[START]
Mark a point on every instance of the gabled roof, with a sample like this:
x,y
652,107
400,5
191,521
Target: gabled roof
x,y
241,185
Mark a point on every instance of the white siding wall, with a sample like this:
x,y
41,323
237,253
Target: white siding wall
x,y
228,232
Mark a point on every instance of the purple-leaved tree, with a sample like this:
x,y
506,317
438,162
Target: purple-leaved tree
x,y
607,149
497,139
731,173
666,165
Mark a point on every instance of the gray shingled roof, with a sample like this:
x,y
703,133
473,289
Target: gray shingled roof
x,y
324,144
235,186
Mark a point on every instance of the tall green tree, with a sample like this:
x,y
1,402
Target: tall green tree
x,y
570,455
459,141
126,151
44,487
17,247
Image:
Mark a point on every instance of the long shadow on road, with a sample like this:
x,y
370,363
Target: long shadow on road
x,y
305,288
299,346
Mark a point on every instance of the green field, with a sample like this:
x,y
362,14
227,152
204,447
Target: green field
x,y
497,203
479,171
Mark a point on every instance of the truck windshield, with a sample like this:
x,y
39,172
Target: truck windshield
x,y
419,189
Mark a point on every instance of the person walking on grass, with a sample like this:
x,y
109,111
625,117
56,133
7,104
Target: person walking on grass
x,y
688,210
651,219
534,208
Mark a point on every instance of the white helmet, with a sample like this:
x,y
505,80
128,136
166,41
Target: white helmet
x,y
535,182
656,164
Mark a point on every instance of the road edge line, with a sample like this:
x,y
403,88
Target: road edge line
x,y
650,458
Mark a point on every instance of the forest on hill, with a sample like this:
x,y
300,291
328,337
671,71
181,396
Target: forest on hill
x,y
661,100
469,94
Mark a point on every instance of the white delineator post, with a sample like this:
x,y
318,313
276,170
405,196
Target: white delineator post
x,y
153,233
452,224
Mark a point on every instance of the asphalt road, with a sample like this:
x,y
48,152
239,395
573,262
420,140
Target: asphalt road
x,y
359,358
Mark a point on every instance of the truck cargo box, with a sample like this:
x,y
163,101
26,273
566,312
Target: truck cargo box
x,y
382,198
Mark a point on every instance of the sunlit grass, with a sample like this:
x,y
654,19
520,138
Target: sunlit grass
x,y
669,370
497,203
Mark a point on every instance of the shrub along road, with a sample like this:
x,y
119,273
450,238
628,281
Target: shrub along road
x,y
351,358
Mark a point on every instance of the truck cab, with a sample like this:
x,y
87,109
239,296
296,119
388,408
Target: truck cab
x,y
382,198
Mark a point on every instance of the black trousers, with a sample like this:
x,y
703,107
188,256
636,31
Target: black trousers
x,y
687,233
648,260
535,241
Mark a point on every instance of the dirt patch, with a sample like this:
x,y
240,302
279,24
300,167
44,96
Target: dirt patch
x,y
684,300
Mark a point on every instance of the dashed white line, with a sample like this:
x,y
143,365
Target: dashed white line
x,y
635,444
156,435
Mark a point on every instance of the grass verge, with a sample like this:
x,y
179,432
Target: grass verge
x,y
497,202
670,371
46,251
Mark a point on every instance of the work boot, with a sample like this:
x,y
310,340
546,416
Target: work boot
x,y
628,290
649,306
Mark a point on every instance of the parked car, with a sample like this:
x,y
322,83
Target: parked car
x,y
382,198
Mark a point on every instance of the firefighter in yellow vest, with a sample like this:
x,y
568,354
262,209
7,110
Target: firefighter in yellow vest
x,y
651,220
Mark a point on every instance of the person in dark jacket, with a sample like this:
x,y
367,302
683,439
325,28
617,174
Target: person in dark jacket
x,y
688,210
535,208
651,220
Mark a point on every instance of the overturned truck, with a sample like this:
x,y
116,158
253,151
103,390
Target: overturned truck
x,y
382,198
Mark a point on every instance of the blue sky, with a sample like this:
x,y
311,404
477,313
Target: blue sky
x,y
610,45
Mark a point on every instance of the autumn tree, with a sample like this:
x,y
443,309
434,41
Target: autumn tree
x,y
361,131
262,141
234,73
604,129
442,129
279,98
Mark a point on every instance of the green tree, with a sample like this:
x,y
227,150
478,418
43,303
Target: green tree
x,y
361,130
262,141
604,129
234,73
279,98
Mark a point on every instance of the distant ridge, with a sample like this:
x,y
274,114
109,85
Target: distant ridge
[END]
• PROBLEM REQUIREMENTS: Copy the records above line for line, leaving every character unchanged.

• EXERCISE RESULT:
Mark a point on every instance of the gabled roof, with a sample like this:
x,y
652,107
400,5
191,521
Target: gabled roof
x,y
241,185
Mark a point on every instance of the white siding wall, with a sample like this:
x,y
41,323
237,253
Target: white siding wall
x,y
228,232
Mark a point on every instance of the purple-leaved tree, with a sample like this:
x,y
506,317
438,162
Target: purple-leaved tree
x,y
607,149
497,139
731,173
666,165
Mark a point on every instance of the gray shingled roof, with a sample like this:
x,y
703,133
473,289
Target: gray shingled roof
x,y
324,144
235,186
Mark a point on every instance of the tall green tree, with a sample like this:
x,y
1,402
Target: tall green tree
x,y
570,455
459,141
126,151
44,487
17,247
Image:
Mark a point on every instance of the long shadow on road, with a sample like this:
x,y
370,363
Target: long shadow on road
x,y
305,288
299,346
Mark a point on every instance of the green field, with a sample like this:
x,y
362,14
227,152
204,447
Target: green field
x,y
497,203
479,171
Mark a point on every instance of the truck windshield, with a sample like this:
x,y
39,172
Target: truck windshield
x,y
419,189
Mark a point on every instance of the person walking on grass, with a sample like this:
x,y
109,111
625,117
56,133
7,104
Target: person walking on grass
x,y
688,210
651,219
534,208
Mark a point on every instance of the white helmet, with a sample like this:
x,y
505,80
128,136
166,41
Target: white helmet
x,y
535,182
656,164
Mark a point on every instance of the road edge line, with a sample like this:
x,y
403,88
Target: road edge line
x,y
650,458
Mark a point on every instance of the forest on hill, with a sample like this:
x,y
300,291
328,337
671,71
181,396
Target: forest on hill
x,y
661,100
469,94
Mark a point on every instance of the white delineator post, with a sample like this:
x,y
318,313
276,170
405,196
Target: white delineator post
x,y
153,233
452,224
Mark a point on every instance of the asphalt road, with a sample like this:
x,y
48,152
239,395
573,262
420,140
Target: asphalt road
x,y
359,358
Mark a point on every instance of the truck cargo box, with a sample like this:
x,y
163,101
26,273
566,312
Target: truck cargo box
x,y
382,198
Mark a point on every instance of the sunlit grass, with a sample like this:
x,y
654,19
520,138
Target: sunlit grass
x,y
669,370
497,203
Mark a point on every instance of the shrub along road, with a sample like this:
x,y
119,273
450,238
628,281
Target: shrub along road
x,y
351,358
Mark a point on every instance of the truck cab, with a sample like this:
x,y
87,109
239,296
296,119
388,408
Target: truck cab
x,y
382,198
Mark a point on every instance of the black trousers, with a sample like this:
x,y
703,107
188,256
636,31
Target: black trousers
x,y
687,233
648,260
535,241
Mark a point on every instance of the dirt patch, with a sample like this:
x,y
240,302
279,24
300,167
44,96
Target: dirt patch
x,y
684,300
Mark a point on every instance of the dashed white line, with a sample like this:
x,y
143,365
Target: dashed white line
x,y
635,444
156,435
Mark a point on every instance of the grass verge, with a sample like this:
x,y
179,432
Target: grass verge
x,y
497,202
670,371
46,251
Mark a point on every instance of the work boot, with a sample like this:
x,y
310,340
546,416
Target: work boot
x,y
628,290
649,306
Mark a point on every instance of the parked car, with a sample like this:
x,y
322,83
Target: parked car
x,y
382,198
Mark a point on every instance of the firefighter in yellow vest, with a sample like this:
x,y
568,354
262,209
7,110
Target: firefighter in yellow vest
x,y
651,220
Mark a point on every instance of the person in dark jacket, with a sample like this:
x,y
367,302
683,439
325,28
617,174
Target: person in dark jacket
x,y
688,210
535,208
651,220
Mark a point on every instance of the overturned truck, with a sample like this:
x,y
116,158
253,151
103,390
Target: overturned truck
x,y
382,198
Mark a point on every instance of the blue sky, with a sample like this:
x,y
311,404
477,313
Target: blue sky
x,y
610,45
Mark a point on every instance of the autumn tree, with a sample like this:
x,y
443,309
434,41
Target: autumn tree
x,y
361,131
262,141
234,73
604,129
442,129
279,98
Mark a point on every instance of the green tree, with a sample like this:
x,y
227,150
478,418
43,303
Target: green tree
x,y
361,130
262,141
604,129
234,73
279,98
Mark a point on every instance of the distant ridge, with a sample like this:
x,y
274,114
109,85
Target: distant ridge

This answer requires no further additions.